[Coordinate annotation listing]
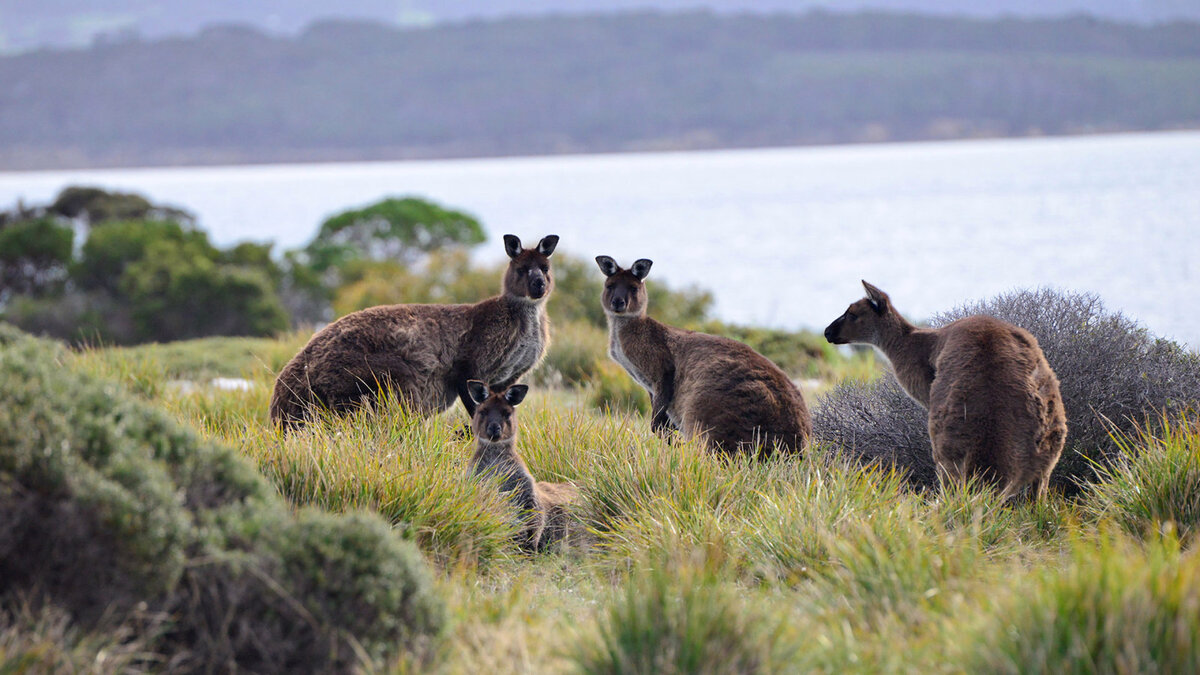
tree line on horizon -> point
(346, 90)
(94, 267)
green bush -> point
(1156, 482)
(1113, 375)
(108, 507)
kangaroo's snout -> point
(493, 430)
(832, 333)
(537, 286)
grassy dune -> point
(683, 562)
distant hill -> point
(31, 24)
(627, 82)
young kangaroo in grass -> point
(544, 505)
(993, 400)
(426, 353)
(701, 384)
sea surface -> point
(781, 237)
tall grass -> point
(809, 563)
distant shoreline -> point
(19, 161)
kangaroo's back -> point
(995, 408)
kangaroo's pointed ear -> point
(877, 298)
(478, 390)
(641, 268)
(513, 245)
(607, 266)
(516, 394)
(546, 246)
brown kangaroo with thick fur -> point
(426, 353)
(994, 404)
(701, 384)
(544, 505)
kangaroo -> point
(994, 404)
(425, 352)
(701, 384)
(544, 505)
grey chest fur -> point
(618, 354)
(526, 350)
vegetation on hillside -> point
(595, 83)
(687, 562)
(117, 515)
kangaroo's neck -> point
(911, 352)
(640, 345)
(501, 459)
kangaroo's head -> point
(864, 320)
(528, 275)
(495, 418)
(624, 291)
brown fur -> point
(701, 384)
(545, 506)
(994, 404)
(426, 353)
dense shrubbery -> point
(108, 508)
(1113, 372)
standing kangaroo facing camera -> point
(425, 352)
(994, 404)
(706, 386)
(544, 506)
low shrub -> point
(1156, 482)
(1113, 375)
(109, 507)
(1116, 609)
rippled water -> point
(781, 236)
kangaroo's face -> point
(624, 291)
(495, 418)
(528, 275)
(862, 320)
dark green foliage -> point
(111, 249)
(552, 84)
(106, 503)
(34, 255)
(396, 230)
(1113, 372)
(94, 205)
(156, 280)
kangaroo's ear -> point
(546, 246)
(641, 268)
(607, 266)
(478, 390)
(516, 394)
(513, 245)
(877, 298)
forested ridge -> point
(601, 83)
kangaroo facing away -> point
(426, 353)
(544, 505)
(717, 388)
(994, 404)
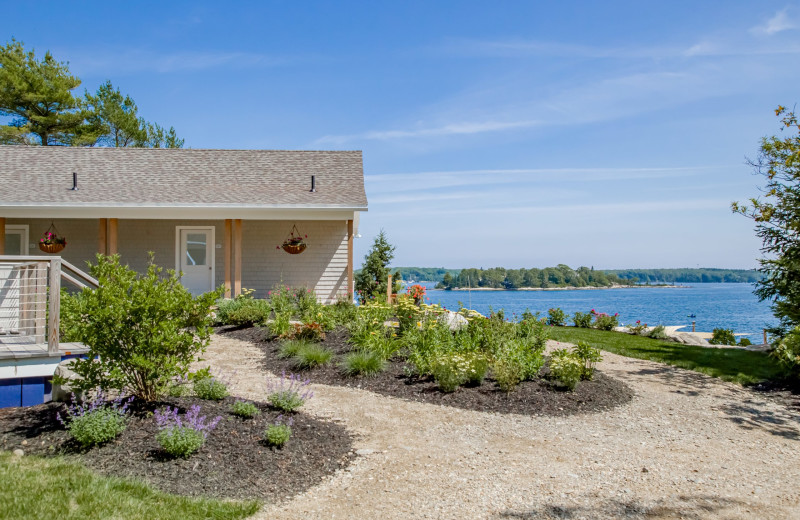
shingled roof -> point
(42, 175)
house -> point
(217, 216)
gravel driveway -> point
(687, 446)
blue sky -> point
(516, 134)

• Instruction:
Copy verbatim the lines of the listing from the line containing "shingled roof -> point" through the end of the listing, including both ends.

• Answer for the task:
shingled roof -> point
(42, 175)
house -> point
(217, 216)
gravel driveway -> point
(687, 446)
blue sky -> point
(516, 134)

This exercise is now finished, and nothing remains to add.